November 23, 2024
Archive

Baldacci, staff taking antibiotics Visitors to D.C. office urged to see doctor after anthrax trace found

BANGOR – U.S. Rep. John Baldacci began taking antibiotics over the weekend after a trace amount of anthrax was found in his Washington, D.C., office.

The congressman maintained his weekend schedule, touring a teen center in southern Maine and attending a dinner in Bangor, while his staff worked to track down visitors to his office in the Longworth House Office Building between Oct. 12 and 17.

Baldacci said at a Saturday morning news conference held at the family-owned restaurant, Momma Baldacci’s, that nine full-time staff members and two interns were expected to begin the same 60-day regimen of Cipro, or doxycycline, as a precautionary measure.

“No one has tested positive for anthrax,” he said Saturday. Taking antibiotics “is a precautionary measure and there is no immediate threat. I’m going back to Washington Tuesday to work on legislative business.”

Baldacci also said that doctors had told him that his wife, Karen, and 10-year-old son Jack would not need to take the antibiotics.

He was advised by the House Physician’s Office and the U.S. Centers for Disease Control and Prevention that staff members in his three Maine offices did not need to take antibiotics, according to Doug Dunbar, Baldacci’s press secretary.

Baldacci was informed Friday night by Dr. John Eisold, the Capitol physician, that the amount of anthrax found in his office was not of the same degree as that found in the office of Senate Majority Leader Tom Daschle, D-S.D. Anthrax also was found in the offices of Rep. Rush Holt, D-N.J., and Mike Pence, R-Ind.

All three congressmen have offices in the Longworth building. Baldacci’s office is on the seventh floor and the offices of Holt and Pence are on the sixth floor. The Longworth building receives mail that is processed by a machine where anthrax was found last week. The machine is located in a separate House office building several blocks away.

Pointing to a wireless device that allows him to send and receive e-mail and the cell phone on his belt, Baldacci joked Saturday that he and his staff now carried the office with them as they continued to work on issues important to Maine.

He said that Rep. Tom Allen of Portland had offered to share space with Baldacci if the office of the 1st District congressman opens first. Allen’s Washington office is on the same floor of the Longworth building as Baldacci’s.

The Longworth discoveries were the first in the offices of lawmakers since Oct. 15, when anthrax on Capitol Hill was found in a letter postmarked from New Jersey and opened that morning in Daschle’s suite in the Hart Senate Office Building.

◆ Tasks to complete
1. Rewrite the anthrax article between "The congressman maintained" and "a precautionary measure.", inclusive, changing "interns" to "aides".
2. Name every member of Congress mentioned in the anthrax article.
3. Answer these from the anthrax article:
(a) How many full-time staff members were expected to start the antibiotics?
(b) On which floor of the Longworth building is Baldacci's office?
(c) Where was the letter opened in Daschle's suite postmarked from?

◆ Data for finding objects from plain-language descriptions
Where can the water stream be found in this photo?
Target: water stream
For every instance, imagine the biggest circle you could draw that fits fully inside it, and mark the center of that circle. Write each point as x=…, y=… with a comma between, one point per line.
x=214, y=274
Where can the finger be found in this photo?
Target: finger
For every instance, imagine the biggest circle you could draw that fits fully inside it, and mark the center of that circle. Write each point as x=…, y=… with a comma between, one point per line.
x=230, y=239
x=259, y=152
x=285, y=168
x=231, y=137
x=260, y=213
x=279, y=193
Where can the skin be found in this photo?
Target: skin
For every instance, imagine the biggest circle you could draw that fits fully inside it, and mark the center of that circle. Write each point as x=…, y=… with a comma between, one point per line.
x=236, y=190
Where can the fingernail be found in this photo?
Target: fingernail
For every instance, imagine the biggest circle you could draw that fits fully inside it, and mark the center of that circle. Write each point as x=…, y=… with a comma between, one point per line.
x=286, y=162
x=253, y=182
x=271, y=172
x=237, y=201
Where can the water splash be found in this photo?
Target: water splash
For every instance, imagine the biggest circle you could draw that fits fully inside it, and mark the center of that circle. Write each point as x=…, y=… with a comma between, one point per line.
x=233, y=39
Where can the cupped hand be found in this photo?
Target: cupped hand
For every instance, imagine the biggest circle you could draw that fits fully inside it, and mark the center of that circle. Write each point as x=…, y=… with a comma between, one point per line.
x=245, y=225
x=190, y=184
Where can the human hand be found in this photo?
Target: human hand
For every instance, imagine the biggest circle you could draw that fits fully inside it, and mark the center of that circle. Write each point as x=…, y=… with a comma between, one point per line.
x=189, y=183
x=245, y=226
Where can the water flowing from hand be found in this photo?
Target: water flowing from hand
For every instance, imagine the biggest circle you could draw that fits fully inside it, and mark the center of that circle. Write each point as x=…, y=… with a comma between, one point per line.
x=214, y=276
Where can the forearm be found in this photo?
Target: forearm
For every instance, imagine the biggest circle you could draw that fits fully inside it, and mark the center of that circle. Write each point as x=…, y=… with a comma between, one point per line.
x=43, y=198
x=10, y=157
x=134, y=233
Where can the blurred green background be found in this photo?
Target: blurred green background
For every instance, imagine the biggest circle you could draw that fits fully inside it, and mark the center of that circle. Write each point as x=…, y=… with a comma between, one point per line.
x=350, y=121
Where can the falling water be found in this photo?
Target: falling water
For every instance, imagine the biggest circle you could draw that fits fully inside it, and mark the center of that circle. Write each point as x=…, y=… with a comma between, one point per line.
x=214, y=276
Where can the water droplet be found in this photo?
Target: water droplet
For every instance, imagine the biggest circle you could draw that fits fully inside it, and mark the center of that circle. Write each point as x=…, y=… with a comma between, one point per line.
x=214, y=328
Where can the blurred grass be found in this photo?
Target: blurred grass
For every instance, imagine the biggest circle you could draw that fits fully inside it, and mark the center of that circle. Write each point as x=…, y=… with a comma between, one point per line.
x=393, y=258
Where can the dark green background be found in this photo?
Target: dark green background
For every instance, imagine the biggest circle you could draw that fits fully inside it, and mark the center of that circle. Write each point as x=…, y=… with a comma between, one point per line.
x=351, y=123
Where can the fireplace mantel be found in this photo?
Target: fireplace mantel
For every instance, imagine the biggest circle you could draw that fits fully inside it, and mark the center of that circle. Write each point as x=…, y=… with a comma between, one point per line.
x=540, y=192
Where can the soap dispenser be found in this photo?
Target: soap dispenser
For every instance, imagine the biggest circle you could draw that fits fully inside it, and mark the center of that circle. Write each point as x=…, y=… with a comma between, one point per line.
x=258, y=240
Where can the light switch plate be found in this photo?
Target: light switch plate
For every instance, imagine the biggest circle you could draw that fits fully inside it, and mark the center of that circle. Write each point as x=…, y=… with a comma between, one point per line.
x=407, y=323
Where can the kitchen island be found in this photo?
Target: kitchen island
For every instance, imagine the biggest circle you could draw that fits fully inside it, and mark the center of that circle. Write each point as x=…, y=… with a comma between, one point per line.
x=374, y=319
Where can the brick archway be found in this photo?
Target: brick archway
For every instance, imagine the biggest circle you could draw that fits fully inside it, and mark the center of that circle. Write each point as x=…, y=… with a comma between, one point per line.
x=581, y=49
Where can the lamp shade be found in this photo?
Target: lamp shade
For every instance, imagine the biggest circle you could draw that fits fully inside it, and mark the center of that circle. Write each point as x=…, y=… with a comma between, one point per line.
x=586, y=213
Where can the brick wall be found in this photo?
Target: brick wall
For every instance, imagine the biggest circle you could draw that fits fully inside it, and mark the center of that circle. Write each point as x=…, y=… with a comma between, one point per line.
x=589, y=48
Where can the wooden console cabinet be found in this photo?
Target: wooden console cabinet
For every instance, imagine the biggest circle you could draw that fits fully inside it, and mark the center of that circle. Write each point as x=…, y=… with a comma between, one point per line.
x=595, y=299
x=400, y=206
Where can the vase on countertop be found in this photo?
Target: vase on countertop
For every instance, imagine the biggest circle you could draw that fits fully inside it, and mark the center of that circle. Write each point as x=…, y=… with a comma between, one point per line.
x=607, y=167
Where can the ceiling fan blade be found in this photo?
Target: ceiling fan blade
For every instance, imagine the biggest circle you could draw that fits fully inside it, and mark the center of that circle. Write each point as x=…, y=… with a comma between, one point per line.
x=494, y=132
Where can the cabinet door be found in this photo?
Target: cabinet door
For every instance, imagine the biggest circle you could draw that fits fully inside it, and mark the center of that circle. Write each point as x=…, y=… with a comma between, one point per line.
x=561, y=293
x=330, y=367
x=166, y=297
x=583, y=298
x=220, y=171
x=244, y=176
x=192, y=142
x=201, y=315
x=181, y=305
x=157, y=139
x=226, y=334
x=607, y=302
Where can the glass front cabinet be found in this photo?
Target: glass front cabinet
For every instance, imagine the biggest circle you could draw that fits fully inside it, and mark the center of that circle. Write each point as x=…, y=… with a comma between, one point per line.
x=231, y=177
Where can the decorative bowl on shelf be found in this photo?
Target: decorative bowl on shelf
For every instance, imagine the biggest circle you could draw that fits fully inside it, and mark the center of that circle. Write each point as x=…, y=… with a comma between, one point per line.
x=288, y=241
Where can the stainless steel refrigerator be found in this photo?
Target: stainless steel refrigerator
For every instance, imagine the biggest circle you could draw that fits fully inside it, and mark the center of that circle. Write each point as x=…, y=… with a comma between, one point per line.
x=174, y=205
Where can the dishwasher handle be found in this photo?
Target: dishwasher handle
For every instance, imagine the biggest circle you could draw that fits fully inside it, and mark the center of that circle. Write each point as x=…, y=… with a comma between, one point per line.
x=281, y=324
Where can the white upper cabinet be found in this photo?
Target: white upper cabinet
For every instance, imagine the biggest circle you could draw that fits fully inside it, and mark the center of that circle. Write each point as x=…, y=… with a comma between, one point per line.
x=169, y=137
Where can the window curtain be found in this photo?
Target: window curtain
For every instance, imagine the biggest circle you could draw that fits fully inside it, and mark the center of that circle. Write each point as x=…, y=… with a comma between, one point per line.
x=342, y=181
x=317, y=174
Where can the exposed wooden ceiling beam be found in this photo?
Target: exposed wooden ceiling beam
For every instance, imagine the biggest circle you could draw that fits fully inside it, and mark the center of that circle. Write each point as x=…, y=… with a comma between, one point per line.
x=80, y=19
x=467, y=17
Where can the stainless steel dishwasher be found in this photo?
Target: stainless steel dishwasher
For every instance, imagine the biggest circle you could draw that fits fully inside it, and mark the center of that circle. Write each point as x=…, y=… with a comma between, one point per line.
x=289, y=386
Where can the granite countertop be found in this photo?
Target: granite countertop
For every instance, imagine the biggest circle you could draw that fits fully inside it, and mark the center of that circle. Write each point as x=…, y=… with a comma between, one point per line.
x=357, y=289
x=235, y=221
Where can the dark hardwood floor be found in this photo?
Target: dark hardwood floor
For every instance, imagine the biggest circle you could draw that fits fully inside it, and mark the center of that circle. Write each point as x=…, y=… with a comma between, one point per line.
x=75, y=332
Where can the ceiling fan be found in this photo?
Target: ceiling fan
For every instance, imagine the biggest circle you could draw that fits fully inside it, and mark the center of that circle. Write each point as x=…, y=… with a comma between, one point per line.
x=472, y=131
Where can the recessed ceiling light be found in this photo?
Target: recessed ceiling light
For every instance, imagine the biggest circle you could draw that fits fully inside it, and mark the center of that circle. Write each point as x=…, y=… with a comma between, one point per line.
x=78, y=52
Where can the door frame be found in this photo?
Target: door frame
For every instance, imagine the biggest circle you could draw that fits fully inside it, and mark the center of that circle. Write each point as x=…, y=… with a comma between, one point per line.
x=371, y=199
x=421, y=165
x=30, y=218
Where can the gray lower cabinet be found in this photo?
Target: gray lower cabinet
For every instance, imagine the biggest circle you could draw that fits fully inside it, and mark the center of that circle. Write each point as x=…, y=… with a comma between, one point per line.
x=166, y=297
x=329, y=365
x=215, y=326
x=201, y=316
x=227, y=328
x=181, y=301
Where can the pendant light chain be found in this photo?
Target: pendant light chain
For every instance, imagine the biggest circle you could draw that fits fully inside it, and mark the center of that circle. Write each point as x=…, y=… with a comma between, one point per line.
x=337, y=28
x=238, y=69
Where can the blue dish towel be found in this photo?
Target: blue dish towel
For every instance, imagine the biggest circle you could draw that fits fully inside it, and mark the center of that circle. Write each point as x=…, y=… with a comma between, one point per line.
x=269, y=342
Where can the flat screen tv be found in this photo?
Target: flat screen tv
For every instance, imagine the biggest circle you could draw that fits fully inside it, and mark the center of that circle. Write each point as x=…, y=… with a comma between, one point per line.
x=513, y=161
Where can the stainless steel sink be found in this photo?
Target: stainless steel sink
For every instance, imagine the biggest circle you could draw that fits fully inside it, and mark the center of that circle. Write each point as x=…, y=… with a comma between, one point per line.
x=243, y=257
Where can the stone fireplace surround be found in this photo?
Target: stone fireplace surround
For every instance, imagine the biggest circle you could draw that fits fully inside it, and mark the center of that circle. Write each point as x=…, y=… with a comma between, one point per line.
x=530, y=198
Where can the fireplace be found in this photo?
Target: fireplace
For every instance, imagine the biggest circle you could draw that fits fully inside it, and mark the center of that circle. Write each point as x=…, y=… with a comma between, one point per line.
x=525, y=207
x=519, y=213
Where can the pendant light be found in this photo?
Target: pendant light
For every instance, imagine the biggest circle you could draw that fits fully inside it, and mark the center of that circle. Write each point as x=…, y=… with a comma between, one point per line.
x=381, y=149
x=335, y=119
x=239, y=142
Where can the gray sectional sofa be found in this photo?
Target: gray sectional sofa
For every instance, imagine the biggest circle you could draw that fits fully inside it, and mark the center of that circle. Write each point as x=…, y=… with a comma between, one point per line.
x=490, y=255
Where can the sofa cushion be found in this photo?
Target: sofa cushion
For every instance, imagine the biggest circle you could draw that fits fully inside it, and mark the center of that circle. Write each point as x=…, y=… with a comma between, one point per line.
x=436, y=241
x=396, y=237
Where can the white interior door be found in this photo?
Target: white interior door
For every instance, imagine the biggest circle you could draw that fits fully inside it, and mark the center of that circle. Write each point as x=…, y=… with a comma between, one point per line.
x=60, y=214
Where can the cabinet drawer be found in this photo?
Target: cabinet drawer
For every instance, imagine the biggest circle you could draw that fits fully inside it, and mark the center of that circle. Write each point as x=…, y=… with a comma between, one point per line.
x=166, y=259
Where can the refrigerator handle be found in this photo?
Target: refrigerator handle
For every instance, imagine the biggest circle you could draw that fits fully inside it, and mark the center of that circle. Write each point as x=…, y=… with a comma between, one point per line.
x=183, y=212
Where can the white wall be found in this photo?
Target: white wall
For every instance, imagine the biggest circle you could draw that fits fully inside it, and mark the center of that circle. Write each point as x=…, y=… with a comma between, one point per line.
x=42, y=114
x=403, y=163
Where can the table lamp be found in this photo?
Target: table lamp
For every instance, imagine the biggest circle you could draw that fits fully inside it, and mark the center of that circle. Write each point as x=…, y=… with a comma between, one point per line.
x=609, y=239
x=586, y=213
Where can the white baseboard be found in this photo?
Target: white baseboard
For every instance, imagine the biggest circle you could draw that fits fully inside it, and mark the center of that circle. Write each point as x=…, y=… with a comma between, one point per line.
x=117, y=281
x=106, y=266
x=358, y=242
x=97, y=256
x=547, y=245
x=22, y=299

◆ Exercise answers
1.
The congressman maintained his weekend schedule, touring a teen center in southern Maine and attending a dinner in Bangor, while his staff worked to track down visitors to his office in the Longworth House Office Building between Oct. 12 and 17.

Baldacci said at a Saturday morning news conference held at the family-owned restaurant, Momma Baldacci’s, that nine full-time staff members and two aides were expected to begin the same 60-day regimen of Cipro, or doxycycline, as a precautionary measure.

2.
John Baldacci
Tom Daschle
Rush Holt
Mike Pence
Tom Allen

3.
(a) Nine
(b) The seventh floor
(c) New Jersey